§ Source excerpt
########

Wall Street Rallies But Asia Cools After Early Lift, Yen Stays Weak – Action Forex
U.S. markets surged overnight after lawmakers in Washington moved closer to ending the country’s record-breaking government shutdown, boosting risk sentiment across equities and commodities. The Senate’s approval of a bipartisan deal eased fiscal uncertainty and restored momentum to Wall Street, where Nvidia, Palantir, and Broadcom led a powerful rebound in technology and AI-linked stocks.
The rebound also marked a sharp reversal from last week’s caution when concerns over stretched AI valuations triggered broad profit-taking. Those fears have quickly taken a back seat, replaced by renewed risk appetite as investors welcomed the prospect of a fiscal resolution and an extended runway for the U.S. economy. Greed, it seems, has once again overtaken fear.
The U.S. Senate on Monday approved a bipartisan compromise to end the country’s longest-ever shutdown, passing the measure by 60 votes to 40 with support from nearly all Republicans and eight Democrats. The agreement would restore funding for government agencies that have been shuttered since October 1 and halt President Donald Trump’s drive to downsize the federal workforce, preventing further layoffs until January 30.
The legislation now moves to the Republican-controlled House of Representatives, where Speaker Mike Johnson has pledged swift action, aiming to pass the bill as soon as Wednesday and send it to the President for signature. The resolution would end a damaging impasse that has frozen public-sector activity and delayed key economic data, paving the way for normalization ahead of the Fed’s December meeting.

########

§ Data listing

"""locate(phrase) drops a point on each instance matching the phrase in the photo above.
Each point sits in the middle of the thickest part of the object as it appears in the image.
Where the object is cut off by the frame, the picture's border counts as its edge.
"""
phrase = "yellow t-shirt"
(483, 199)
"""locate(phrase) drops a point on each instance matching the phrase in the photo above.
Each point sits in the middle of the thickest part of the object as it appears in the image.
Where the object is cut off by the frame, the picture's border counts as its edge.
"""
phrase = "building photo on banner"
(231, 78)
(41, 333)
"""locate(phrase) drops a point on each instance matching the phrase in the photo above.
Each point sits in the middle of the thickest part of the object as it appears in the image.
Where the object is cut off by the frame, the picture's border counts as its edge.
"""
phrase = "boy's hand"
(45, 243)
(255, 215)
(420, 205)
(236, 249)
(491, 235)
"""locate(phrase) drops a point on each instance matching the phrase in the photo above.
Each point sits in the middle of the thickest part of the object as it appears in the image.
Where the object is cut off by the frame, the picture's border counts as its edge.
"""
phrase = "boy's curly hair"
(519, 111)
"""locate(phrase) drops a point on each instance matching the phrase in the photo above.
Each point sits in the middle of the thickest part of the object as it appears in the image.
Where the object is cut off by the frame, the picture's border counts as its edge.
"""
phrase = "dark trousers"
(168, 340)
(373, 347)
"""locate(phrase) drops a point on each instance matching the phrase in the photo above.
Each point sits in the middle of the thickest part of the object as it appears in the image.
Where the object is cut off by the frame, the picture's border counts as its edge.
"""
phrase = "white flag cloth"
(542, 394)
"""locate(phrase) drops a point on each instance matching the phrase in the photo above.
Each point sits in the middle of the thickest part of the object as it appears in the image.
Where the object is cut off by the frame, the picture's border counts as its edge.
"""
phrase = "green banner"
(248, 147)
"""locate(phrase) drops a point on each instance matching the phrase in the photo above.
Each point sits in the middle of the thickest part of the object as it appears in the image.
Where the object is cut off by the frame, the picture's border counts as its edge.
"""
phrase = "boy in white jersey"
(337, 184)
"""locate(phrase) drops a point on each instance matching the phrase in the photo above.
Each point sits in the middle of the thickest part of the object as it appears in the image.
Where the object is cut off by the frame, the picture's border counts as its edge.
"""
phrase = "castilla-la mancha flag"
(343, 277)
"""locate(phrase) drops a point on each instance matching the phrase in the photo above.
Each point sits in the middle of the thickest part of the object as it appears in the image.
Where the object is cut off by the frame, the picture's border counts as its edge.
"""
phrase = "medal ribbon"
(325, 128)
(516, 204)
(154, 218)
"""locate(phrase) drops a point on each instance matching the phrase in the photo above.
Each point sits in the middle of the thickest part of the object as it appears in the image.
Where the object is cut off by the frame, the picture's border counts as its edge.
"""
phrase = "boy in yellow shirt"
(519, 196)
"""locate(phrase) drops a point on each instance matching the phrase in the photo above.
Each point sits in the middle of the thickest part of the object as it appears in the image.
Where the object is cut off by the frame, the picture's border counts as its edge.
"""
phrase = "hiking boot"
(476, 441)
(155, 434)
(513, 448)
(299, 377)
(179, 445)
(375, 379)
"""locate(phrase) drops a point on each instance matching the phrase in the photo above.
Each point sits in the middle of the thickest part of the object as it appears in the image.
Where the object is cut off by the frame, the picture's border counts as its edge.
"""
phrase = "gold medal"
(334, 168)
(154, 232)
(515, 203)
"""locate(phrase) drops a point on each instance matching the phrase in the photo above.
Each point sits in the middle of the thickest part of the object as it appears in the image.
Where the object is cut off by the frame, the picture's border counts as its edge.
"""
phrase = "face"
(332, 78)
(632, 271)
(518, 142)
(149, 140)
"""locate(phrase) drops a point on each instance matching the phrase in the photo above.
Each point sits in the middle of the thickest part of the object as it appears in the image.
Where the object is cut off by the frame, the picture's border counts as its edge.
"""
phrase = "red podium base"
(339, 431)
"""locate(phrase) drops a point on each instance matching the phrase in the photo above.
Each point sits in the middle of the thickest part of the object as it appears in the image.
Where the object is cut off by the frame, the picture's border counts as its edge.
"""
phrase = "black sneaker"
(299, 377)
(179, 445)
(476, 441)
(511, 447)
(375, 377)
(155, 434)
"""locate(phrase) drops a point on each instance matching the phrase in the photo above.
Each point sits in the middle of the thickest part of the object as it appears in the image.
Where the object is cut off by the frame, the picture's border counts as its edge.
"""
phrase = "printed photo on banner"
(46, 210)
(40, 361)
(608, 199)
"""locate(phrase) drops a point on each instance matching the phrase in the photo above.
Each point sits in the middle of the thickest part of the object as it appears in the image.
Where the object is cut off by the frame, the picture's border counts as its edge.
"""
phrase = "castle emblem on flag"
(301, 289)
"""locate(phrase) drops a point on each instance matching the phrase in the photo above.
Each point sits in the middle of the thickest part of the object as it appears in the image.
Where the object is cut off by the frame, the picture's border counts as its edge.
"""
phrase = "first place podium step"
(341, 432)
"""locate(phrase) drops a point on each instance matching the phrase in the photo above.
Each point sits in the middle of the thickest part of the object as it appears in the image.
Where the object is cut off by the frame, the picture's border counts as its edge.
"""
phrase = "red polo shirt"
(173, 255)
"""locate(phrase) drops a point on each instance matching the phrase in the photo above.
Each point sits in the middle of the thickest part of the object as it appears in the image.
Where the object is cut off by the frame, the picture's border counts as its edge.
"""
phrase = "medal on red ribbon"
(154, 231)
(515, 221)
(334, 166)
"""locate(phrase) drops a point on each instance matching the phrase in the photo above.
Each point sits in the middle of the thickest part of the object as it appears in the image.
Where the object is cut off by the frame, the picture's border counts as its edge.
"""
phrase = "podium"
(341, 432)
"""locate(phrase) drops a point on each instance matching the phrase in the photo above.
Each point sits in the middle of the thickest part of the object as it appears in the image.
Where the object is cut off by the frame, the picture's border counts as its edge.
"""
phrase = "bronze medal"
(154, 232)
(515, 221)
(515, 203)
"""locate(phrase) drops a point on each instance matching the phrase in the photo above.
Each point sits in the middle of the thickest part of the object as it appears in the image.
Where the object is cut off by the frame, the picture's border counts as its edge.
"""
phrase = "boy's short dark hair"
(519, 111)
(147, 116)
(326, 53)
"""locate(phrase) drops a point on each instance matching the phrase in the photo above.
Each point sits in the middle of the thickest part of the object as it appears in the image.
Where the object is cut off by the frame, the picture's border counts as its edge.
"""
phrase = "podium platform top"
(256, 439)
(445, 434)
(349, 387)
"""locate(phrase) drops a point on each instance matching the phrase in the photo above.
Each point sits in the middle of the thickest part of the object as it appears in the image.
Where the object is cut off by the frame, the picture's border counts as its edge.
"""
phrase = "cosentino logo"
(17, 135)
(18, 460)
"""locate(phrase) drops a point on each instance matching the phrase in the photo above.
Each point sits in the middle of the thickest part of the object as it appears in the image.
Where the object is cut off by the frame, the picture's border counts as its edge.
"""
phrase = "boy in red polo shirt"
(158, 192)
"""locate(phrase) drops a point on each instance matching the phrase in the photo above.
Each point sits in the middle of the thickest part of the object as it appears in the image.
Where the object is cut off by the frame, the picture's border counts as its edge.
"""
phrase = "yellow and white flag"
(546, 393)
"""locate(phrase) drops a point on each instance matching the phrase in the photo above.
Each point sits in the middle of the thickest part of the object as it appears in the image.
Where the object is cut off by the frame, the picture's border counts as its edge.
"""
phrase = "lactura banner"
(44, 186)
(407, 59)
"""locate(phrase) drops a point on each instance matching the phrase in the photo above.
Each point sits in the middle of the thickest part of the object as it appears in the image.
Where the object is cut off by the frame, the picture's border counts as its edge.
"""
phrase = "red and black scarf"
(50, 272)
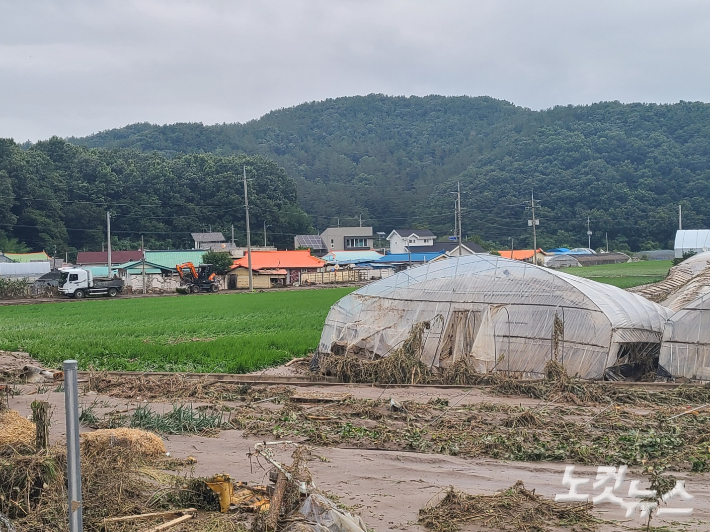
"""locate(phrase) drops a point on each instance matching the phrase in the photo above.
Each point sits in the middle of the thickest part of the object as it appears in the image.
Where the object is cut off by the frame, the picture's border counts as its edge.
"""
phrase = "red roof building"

########

§ Tasks to complete
• 1. According to the market report, by what vote did the U.S. Senate pass the measure to end the shutdown?
• 2. Gather every line of the listing that contains the string "hair".
The market report and the listing have no connection to each other.

§ Answers for the exercise
• 1. 60 votes to 40

• 2.
phrase = "boy's curly hair"
phrase = "boy's short dark hair"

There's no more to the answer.